Start of Extract to read
Kenya’s skincare market is rapidly expanding, with the sector projected to reach about USD 125 million (roughly KSh 16 billion) by December 2026, driven by rising demand for dermo-cosmetics and increased consumer awareness.

Yet this growth has coincided with a surge in complex and often counterproductive routines. According to local healthcare reports, conditions such as acne, eczema, dry skin and hyperpigmentation now account for roughly 10-30 percent of all outpatient dermatology visits nationwide.

According to her, whereas skincare should be simple and rewarding, most Kenyans are doing too much and too often and this she says, is the cause of most skin problems in the country.

This overuse, she warned, often leads to barrier damage, chronic irritation and inflammation, particularly problematic in a country where hyperpigmentation is a common concern.
End of Extract to read
Start of Dataset excerpts
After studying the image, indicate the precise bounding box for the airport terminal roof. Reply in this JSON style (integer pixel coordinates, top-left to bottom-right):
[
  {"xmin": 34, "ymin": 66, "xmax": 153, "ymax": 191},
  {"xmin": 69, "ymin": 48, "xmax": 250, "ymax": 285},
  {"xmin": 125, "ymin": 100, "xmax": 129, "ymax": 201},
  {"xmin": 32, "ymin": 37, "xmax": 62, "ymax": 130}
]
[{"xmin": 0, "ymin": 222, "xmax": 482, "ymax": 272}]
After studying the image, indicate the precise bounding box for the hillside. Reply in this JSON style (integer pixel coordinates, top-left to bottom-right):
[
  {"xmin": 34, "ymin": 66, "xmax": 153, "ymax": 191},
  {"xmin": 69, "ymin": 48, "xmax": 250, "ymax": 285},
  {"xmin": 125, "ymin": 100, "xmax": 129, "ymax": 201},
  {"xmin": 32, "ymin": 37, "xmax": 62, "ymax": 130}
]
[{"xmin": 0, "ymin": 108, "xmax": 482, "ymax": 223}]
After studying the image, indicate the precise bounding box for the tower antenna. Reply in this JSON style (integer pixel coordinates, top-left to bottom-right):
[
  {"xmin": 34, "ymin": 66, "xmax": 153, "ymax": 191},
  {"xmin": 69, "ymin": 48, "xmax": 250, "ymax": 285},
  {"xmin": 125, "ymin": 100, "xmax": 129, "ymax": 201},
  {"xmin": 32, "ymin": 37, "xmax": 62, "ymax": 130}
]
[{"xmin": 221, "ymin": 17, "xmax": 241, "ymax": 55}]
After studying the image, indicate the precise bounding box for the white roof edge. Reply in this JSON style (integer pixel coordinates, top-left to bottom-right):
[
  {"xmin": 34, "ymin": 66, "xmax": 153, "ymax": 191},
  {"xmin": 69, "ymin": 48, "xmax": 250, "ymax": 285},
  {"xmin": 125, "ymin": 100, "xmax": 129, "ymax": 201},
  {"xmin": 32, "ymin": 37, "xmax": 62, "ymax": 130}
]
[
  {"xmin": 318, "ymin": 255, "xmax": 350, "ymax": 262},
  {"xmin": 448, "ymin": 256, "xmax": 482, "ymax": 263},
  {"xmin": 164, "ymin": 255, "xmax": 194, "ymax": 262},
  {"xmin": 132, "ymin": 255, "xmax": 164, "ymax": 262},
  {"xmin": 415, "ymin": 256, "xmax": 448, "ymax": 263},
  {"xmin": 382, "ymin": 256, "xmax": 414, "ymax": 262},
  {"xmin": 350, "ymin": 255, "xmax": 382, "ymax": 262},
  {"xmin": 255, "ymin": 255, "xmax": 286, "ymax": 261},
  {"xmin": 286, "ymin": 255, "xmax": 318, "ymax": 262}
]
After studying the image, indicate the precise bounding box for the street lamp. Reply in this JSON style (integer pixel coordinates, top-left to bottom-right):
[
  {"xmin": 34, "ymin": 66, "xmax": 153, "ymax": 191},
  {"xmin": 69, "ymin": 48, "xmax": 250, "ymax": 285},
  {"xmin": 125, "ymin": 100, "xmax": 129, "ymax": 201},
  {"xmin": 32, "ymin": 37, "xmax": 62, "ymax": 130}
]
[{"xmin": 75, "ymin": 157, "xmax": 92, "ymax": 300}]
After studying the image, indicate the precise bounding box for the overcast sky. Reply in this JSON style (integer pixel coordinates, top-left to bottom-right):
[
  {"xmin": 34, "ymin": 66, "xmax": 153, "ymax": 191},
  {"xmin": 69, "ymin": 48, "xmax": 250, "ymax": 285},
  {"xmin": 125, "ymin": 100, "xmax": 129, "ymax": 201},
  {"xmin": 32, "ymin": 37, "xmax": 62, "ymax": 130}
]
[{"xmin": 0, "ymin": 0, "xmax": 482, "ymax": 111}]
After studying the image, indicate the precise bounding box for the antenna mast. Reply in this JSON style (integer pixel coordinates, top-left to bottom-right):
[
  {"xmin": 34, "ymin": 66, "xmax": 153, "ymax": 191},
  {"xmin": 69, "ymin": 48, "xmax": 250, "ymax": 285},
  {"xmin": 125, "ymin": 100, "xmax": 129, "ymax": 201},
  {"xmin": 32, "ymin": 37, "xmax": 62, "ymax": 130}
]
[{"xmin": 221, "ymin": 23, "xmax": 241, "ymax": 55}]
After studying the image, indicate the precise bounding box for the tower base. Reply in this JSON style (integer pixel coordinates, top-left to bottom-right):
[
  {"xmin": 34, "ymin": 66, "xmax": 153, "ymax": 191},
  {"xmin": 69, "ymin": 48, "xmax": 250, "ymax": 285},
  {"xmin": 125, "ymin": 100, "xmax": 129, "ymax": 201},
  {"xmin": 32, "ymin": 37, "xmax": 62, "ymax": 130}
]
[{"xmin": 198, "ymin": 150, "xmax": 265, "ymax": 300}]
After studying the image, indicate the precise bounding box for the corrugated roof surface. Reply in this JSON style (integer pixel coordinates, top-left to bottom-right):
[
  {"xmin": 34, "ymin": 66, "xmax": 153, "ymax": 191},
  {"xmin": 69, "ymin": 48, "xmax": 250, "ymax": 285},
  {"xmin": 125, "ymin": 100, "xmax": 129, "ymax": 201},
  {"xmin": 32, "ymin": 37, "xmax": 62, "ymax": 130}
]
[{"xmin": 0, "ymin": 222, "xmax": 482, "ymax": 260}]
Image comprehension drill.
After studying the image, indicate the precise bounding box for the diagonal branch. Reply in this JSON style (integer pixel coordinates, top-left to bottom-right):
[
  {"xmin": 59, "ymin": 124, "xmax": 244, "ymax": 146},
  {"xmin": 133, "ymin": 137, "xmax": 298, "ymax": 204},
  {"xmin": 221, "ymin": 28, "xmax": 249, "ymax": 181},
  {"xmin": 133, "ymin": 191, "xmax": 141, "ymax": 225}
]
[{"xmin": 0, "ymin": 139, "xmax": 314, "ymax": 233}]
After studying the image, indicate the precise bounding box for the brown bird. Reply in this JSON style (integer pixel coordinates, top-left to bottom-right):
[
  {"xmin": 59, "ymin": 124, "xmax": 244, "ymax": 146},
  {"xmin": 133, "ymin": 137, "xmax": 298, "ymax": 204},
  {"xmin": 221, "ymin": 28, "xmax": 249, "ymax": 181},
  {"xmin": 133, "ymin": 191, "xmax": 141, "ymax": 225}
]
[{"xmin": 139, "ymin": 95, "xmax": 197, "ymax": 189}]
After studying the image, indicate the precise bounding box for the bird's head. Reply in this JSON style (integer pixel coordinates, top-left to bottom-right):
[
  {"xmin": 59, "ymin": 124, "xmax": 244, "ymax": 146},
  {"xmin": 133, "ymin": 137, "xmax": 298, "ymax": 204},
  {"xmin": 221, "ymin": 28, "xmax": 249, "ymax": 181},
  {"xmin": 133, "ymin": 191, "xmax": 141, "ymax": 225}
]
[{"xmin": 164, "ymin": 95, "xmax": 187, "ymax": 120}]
End of Dataset excerpts
→ Tasks
1. Return the part of the Kenyan skincare article between "According to her, whereas" and "in the country.", inclusive.
2. Write the next part of the article on Kenya's skincare market, starting after its final sentence.

→ Responses per task
1.
According to her, whereas skincare should be simple and rewarding, most Kenyans are doing too much and too often and this she says, is the cause of most skin problems in the country.

2.
“Many patients today are using multiple active ingredients at the same time, harsh exfoliants and inappropriate viral or TikTok trends from social media,” she warns.

Healthcare reports tracking dermatological trends in Kenya indicate that conditions such as acne, eczema, hyperpigmentation, and dry skin make up roughly 10–30 percent of all outpatient dermatology visits nationwide, a notable proportion that highlights a broad public health concern rather than a niche issue.
To effectively tackle this, Dr. Saini advocates for a straightforward approach.

“The honest truth is, a simple skincare routine. Simple routines are sustainable, and sustainable routines are effective. Consistency for us is far more important than the number of products that are used on the skin,” she advises.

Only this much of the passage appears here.